**Source information**
╔══

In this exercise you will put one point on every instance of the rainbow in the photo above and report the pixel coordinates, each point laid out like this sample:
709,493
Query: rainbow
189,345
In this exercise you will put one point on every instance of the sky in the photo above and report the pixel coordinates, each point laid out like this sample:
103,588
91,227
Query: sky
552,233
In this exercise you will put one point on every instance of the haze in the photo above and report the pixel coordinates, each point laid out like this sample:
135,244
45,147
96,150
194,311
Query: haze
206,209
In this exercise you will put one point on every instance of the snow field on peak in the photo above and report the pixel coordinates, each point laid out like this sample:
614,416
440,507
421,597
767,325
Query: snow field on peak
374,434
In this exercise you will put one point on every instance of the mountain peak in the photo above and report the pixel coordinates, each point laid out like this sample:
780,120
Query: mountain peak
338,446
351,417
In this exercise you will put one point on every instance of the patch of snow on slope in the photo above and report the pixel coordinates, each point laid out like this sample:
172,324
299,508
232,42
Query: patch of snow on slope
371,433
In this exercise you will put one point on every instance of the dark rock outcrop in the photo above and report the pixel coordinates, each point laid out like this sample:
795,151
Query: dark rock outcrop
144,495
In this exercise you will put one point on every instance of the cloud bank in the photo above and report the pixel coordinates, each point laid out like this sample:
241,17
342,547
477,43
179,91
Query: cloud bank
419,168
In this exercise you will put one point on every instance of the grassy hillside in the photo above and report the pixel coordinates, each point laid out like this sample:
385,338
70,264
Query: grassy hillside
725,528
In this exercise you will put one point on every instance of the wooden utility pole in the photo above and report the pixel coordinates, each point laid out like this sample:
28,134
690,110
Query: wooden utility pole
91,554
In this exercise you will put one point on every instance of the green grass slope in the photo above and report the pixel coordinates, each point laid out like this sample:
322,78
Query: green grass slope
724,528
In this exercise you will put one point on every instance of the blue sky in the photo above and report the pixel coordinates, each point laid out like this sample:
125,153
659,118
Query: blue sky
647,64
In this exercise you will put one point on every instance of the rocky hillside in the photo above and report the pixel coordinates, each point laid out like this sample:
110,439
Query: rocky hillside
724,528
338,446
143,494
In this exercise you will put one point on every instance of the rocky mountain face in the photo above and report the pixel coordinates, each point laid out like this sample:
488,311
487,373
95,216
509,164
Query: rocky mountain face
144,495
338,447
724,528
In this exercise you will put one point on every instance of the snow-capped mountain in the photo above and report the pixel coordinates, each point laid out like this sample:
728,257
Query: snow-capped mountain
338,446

╚══

**Instructions to follow**
Line by line, print the records above exactly as they stand.

**Solution**
In this exercise you will put one point on every instance of the rainbow in the photo above and report the pixel coordinates, each point laid out like this sample:
709,493
Query: rainbow
189,345
In this exercise you will put one point on every instance of the sky in the photo above and report the pixel coordinates, each point laid out like this sample:
103,588
91,227
Query: sky
552,233
In this exercise you will put one point on every instance of the haze in the photo above and report the pixel coordinates, each point laid out like this sample:
135,244
45,147
96,150
194,311
Query: haze
206,209
In this exercise you will put one point on every instance of the snow field on peak in the photo above and report the pixel coordinates, each point laid out like this sample:
614,416
440,507
421,597
767,325
Query: snow field on peak
374,434
In this exercise you will put one point on every instance of the mountain peak in the photo above and report the pixel coordinates, each point laid out like this sample:
780,120
Query: mountain peak
338,446
351,417
In this exercise you will put one point on every instance of the patch of snow on slope in the photo above and report the pixel coordinates, each point laid out like this sample:
172,324
299,508
232,42
Query: patch of snow on slope
371,433
In this exercise you will put one point on every instance of the dark rock outcrop in the photo above and report the pixel coordinates, each point laid out like this sample:
795,151
Query: dark rock outcrop
144,495
In this exercise you will put one point on every instance of the cloud bank in the photo above and report the pixel coordinates, each point laid out like this sample:
241,17
342,547
477,43
179,91
Query: cloud bank
419,168
In this exercise you will put one point on every instance of the grassy hillside in the photo above and report the pixel coordinates, each point laid out like this sample:
385,338
70,264
Query: grassy hillside
725,528
In this exercise you will put one point on every instance of the wooden utility pole in the photo above and report the pixel coordinates, each point laid out like this sample:
28,134
690,110
Query: wooden utility pole
91,554
In this exercise you will put one point on every instance of the green grass slope in the photo above and report the pixel coordinates, each point laid out like this sample:
322,78
Query: green grass slope
724,528
In this exercise you will put one point on every instance of the blue sky in the photo above and report the pixel coordinates, each point laid out like this sample:
125,153
659,118
Query: blue sky
647,64
In this exercise you will put one point on every instance of the rocky hillside in the photo above and report the pixel coordinates, each point laid out like this sample:
110,439
Query: rocky hillside
724,528
338,446
143,494
In this exercise you will put one point on every instance of the rocky mountain face in the photo above and report the pixel coordinates, each point laid out like this sample:
488,311
487,373
95,216
509,164
Query: rocky mountain face
144,495
338,447
724,528
In this exercise you will put one point on every instance of the snow-capped mountain in the photo above and report the pixel coordinates, each point laid out like this sample:
728,257
Query: snow-capped mountain
338,446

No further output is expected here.